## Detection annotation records
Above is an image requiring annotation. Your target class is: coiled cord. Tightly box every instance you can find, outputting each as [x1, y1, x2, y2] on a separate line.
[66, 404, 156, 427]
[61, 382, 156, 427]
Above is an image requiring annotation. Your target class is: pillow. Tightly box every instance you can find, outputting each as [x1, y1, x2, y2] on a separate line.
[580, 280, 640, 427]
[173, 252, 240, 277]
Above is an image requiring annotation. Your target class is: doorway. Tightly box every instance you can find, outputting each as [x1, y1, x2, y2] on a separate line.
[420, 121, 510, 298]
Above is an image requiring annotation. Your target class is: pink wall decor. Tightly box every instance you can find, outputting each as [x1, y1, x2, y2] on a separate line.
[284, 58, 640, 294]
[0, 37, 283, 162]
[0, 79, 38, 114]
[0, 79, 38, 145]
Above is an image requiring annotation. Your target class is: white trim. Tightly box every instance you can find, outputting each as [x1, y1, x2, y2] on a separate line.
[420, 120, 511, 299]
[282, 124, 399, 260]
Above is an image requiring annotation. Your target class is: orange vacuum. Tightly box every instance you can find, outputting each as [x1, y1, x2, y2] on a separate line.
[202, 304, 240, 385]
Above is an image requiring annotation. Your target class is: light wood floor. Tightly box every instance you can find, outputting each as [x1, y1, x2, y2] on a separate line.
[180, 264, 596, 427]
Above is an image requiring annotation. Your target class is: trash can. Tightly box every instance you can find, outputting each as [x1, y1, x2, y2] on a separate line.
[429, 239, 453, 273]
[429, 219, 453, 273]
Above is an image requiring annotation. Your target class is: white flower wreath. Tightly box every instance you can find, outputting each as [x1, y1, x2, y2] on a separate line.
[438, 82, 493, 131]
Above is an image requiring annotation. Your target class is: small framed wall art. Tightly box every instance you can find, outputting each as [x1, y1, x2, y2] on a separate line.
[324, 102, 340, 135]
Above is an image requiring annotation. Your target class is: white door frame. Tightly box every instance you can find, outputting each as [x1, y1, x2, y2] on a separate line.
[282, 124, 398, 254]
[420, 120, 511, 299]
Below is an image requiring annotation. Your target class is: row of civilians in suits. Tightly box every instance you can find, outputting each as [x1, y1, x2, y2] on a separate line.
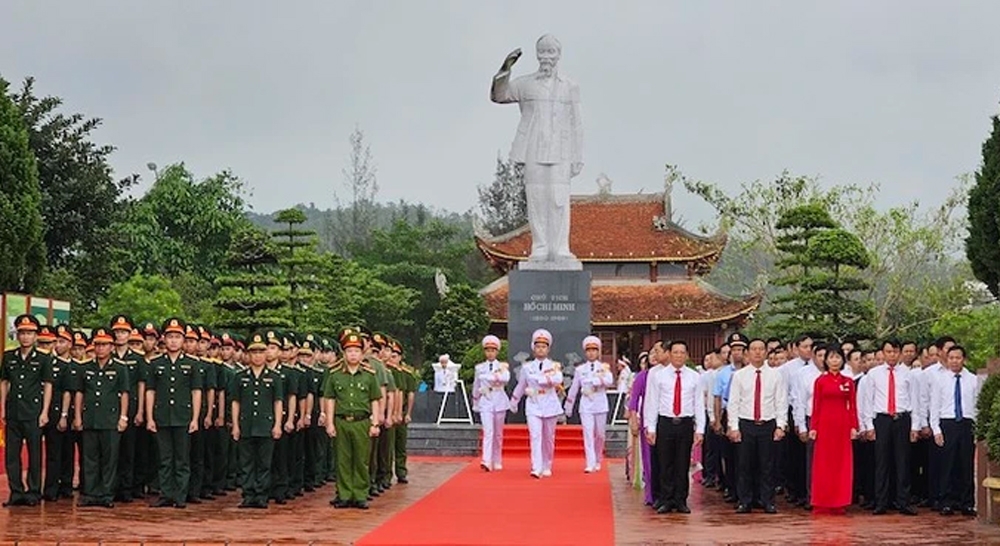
[0, 315, 419, 508]
[629, 333, 980, 515]
[472, 329, 614, 479]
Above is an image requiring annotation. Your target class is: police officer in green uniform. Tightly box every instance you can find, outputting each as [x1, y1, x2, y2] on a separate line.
[264, 330, 298, 504]
[48, 324, 75, 501]
[107, 315, 146, 502]
[231, 333, 284, 508]
[367, 332, 398, 497]
[323, 330, 382, 510]
[146, 318, 204, 508]
[0, 315, 52, 506]
[73, 328, 131, 508]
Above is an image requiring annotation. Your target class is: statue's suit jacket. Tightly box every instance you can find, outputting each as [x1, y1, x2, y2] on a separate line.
[490, 71, 583, 164]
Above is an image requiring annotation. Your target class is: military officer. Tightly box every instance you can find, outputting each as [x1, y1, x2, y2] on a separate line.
[564, 336, 615, 474]
[73, 328, 131, 508]
[323, 330, 382, 510]
[48, 324, 76, 501]
[108, 315, 146, 503]
[231, 333, 284, 508]
[0, 315, 52, 506]
[264, 330, 297, 504]
[146, 318, 204, 508]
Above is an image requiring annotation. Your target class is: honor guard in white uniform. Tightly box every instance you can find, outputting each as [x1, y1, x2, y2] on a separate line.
[565, 336, 615, 474]
[510, 329, 563, 478]
[472, 336, 510, 472]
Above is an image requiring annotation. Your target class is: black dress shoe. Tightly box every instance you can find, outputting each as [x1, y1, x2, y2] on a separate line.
[149, 497, 174, 508]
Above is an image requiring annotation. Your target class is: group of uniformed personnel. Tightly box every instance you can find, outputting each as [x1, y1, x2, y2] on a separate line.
[0, 315, 419, 508]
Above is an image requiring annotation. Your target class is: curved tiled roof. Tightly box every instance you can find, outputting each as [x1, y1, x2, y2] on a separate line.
[481, 277, 762, 326]
[476, 193, 726, 265]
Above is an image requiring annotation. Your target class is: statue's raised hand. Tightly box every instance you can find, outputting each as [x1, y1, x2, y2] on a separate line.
[500, 48, 521, 72]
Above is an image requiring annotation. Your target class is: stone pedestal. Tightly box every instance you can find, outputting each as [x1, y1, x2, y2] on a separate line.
[507, 270, 590, 422]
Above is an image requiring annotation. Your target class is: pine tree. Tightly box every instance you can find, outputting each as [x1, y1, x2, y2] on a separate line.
[965, 110, 1000, 298]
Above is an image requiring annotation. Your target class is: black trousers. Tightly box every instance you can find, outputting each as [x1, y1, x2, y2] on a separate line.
[931, 419, 976, 510]
[654, 415, 694, 508]
[4, 420, 42, 501]
[42, 422, 67, 499]
[875, 413, 910, 509]
[114, 422, 138, 497]
[738, 419, 777, 506]
[156, 427, 192, 503]
[83, 430, 121, 502]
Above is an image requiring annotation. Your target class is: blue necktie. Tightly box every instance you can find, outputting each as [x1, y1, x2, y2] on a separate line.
[955, 373, 962, 421]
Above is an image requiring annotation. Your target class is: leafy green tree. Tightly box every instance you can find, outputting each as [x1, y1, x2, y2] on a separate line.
[423, 284, 490, 364]
[215, 228, 291, 334]
[965, 110, 1000, 298]
[4, 77, 138, 312]
[0, 80, 45, 292]
[271, 208, 319, 326]
[931, 303, 1000, 370]
[100, 274, 189, 324]
[478, 157, 528, 235]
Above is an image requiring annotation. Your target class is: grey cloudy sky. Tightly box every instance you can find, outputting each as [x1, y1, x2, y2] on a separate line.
[0, 0, 1000, 223]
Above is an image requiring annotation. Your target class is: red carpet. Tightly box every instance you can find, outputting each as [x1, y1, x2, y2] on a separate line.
[358, 456, 615, 546]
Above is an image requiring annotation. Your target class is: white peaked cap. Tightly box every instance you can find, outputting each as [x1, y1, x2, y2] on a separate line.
[531, 328, 552, 345]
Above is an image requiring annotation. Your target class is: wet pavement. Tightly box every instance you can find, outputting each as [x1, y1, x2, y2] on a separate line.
[610, 463, 1000, 545]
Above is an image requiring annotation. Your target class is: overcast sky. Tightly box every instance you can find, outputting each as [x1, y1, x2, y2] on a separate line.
[0, 0, 1000, 224]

## WHAT TO DO
Rewrite every line of the listing from the line with "is: statue's suit" to the line with "[490, 71, 583, 164]", both ends included, changing nothing except to add 111 to each bounding-box coordinate.

## EXPECTED ANSWER
Above is an image requiring annotation. Your target class is: statue's suit jacket. Tightly box every instance you can find, outputting each as [x1, y1, x2, y2] on a separate line.
[601, 182, 694, 275]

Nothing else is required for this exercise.